> **MATERIAL PROVIDED**:
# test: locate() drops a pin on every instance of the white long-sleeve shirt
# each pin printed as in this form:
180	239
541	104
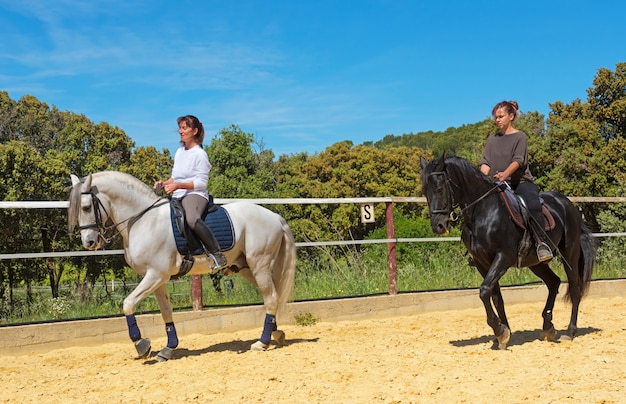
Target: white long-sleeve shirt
191	165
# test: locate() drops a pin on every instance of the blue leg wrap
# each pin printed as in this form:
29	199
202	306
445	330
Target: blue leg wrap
133	329
268	327
172	338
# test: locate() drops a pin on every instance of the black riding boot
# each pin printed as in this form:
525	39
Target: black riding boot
543	250
211	246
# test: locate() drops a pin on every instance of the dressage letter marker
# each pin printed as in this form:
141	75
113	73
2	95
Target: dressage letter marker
367	213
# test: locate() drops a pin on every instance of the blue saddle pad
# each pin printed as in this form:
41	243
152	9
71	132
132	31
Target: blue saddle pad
220	224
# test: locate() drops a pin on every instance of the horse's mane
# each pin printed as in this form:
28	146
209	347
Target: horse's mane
467	171
118	177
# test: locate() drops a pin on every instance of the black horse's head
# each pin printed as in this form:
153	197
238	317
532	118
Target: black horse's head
436	188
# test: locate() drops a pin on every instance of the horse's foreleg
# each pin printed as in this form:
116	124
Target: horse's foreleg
552	282
575	296
145	287
498	301
265	283
490	290
167	314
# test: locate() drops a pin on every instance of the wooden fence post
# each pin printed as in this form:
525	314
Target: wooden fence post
196	292
391	249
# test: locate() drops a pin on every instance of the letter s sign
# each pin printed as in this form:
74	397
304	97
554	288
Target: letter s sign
367	213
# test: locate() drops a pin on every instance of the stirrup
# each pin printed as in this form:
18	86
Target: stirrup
218	260
543	252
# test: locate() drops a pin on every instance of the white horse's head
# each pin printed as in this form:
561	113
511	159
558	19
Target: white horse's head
86	210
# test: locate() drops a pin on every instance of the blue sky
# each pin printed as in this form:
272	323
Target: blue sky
301	75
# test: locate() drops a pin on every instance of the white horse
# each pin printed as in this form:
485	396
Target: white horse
263	250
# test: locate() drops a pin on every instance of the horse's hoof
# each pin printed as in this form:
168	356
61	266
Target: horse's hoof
164	354
279	337
259	346
143	347
548	335
504	338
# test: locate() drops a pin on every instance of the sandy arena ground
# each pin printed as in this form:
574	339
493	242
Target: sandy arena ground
440	357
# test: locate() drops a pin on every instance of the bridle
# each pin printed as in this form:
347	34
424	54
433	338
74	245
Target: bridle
449	203
97	205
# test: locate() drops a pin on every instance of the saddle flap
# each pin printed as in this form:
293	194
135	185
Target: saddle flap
215	216
514	206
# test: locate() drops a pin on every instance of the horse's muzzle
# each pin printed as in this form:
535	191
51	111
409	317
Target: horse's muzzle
440	225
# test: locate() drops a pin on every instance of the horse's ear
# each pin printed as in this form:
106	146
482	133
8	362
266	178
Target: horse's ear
441	163
75	180
423	163
88	183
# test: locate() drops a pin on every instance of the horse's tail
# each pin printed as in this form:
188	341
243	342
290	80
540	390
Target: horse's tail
586	261
284	272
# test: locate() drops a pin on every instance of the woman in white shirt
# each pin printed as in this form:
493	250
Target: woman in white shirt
190	176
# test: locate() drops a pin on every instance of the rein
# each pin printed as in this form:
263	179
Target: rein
102	228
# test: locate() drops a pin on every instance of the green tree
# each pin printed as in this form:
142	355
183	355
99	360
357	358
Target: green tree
238	171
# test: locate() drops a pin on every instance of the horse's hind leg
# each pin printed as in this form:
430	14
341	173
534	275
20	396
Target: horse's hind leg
552	282
498	302
262	278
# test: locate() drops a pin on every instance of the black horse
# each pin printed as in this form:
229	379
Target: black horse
493	239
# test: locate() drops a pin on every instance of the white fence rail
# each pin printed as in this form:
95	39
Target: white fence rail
277	201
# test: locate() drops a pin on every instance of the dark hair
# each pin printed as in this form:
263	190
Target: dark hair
193	123
511	107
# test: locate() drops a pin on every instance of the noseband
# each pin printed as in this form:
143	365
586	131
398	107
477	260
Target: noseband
98	224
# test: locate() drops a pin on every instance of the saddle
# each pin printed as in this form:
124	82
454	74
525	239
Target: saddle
187	244
520	215
516	207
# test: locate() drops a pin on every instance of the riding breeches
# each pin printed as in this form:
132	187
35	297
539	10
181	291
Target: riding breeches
194	206
530	193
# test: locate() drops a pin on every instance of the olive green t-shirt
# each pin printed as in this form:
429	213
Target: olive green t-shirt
501	150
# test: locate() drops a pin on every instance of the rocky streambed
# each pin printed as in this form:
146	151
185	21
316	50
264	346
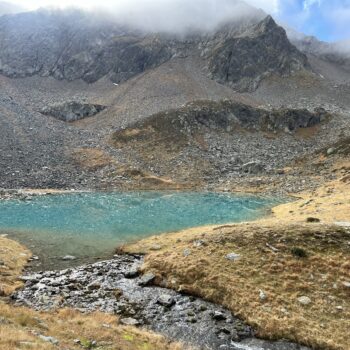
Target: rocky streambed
116	286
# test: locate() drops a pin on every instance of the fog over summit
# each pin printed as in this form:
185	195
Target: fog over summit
170	16
176	16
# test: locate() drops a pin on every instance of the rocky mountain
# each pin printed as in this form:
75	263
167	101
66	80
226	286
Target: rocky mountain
73	45
334	52
87	102
9	8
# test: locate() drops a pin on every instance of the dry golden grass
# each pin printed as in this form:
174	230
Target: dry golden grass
270	261
13	257
281	275
20	327
330	203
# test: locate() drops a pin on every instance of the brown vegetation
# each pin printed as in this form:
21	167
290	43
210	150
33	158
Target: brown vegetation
278	264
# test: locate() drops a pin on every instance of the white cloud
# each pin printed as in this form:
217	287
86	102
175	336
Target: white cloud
309	3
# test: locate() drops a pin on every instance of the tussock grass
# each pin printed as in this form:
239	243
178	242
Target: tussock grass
19	329
267	264
13	257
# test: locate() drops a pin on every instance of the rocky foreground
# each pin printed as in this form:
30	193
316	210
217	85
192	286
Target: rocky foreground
116	287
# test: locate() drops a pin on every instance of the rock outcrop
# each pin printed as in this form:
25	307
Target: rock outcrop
225	115
72	111
73	45
243	60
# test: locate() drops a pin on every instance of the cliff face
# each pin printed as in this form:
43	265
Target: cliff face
74	45
243	61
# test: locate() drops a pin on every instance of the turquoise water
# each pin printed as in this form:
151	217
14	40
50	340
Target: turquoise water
90	223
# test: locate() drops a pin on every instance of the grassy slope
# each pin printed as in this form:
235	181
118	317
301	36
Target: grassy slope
281	275
20	327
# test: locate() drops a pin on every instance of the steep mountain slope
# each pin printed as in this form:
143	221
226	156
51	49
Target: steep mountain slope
56	61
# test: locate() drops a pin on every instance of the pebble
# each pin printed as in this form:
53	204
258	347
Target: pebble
233	256
68	257
186	252
166	300
304	300
262	295
147	279
129	321
51	340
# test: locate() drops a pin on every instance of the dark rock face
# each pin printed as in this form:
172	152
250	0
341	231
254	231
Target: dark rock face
72	111
75	45
243	61
71	45
226	115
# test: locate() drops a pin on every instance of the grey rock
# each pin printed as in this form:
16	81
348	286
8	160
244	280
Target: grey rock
187	252
129	321
304	300
51	340
72	111
68	257
166	300
233	256
147	279
253	167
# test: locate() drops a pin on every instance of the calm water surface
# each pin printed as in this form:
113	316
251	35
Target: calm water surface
85	224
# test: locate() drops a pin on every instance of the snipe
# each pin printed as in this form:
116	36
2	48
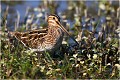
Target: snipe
45	39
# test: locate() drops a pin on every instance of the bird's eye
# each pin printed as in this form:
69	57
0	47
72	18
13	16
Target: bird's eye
53	17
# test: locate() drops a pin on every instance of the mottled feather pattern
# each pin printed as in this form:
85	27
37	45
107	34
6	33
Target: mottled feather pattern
48	39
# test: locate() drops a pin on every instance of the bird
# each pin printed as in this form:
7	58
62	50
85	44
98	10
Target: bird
49	39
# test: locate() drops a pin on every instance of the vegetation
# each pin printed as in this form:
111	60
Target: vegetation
97	56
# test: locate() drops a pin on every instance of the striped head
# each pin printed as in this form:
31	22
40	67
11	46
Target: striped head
53	20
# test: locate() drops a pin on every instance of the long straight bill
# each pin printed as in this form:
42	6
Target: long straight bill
67	32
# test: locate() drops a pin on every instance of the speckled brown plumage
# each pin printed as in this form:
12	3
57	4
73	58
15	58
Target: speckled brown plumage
44	39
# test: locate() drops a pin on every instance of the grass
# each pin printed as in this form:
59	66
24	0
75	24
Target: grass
95	58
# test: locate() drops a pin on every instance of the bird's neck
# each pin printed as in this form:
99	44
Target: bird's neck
54	31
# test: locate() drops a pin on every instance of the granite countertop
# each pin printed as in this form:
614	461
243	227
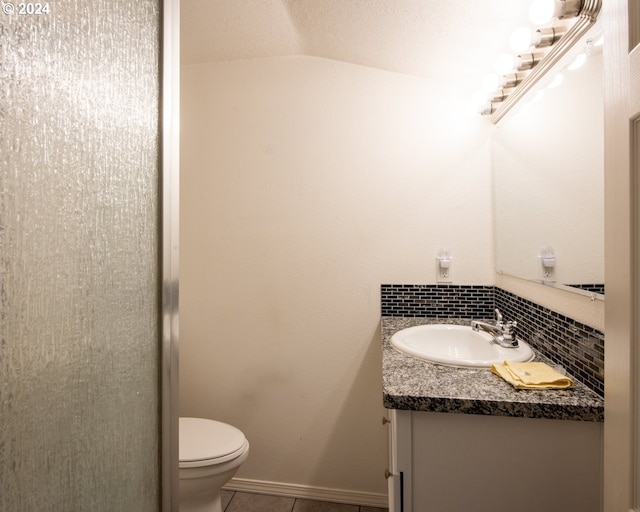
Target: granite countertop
410	383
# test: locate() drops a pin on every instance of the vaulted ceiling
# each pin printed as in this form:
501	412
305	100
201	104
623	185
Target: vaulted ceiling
456	40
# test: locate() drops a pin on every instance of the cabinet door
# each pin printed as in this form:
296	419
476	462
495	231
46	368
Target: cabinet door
399	472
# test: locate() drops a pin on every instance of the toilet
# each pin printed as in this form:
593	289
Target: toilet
210	453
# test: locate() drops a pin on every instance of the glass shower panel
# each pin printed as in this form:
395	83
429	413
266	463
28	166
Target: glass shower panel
79	237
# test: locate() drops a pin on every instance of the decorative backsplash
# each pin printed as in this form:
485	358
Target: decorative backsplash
437	301
567	342
571	344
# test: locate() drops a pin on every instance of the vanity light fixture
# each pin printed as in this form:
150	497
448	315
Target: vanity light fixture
539	50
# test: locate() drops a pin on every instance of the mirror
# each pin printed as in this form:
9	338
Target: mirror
549	185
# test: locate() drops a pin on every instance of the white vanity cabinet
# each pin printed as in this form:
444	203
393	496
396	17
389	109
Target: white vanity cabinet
449	462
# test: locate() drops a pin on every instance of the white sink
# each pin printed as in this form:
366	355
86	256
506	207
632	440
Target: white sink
457	345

> **EXERCISE**: Every line from the one holding "the vanity light fixture" through the final line of the listing must be echoed exactly; leave out all other lines.

> **WRITTEN SOLUTION**:
# test: locate() drops a pin on every instance of the vanity light fixture
# each pin printed as in this form:
150	497
448	315
Target: vanity light fixture
539	50
# test: locate() drops a pin on every instance of the mirror
# each pin printed as in this form:
9	338
Target: mirror
549	185
# test: locate() drops a pin on every instance of the white vanity cabinet
# each pin printed as in this form:
444	203
393	496
396	17
389	109
Target: white vanity cabinet
449	462
# test: locate() drops a pin on every instance of the white sink
# each pin printed as in this form:
366	355
86	256
506	207
632	440
Target: white sink
457	345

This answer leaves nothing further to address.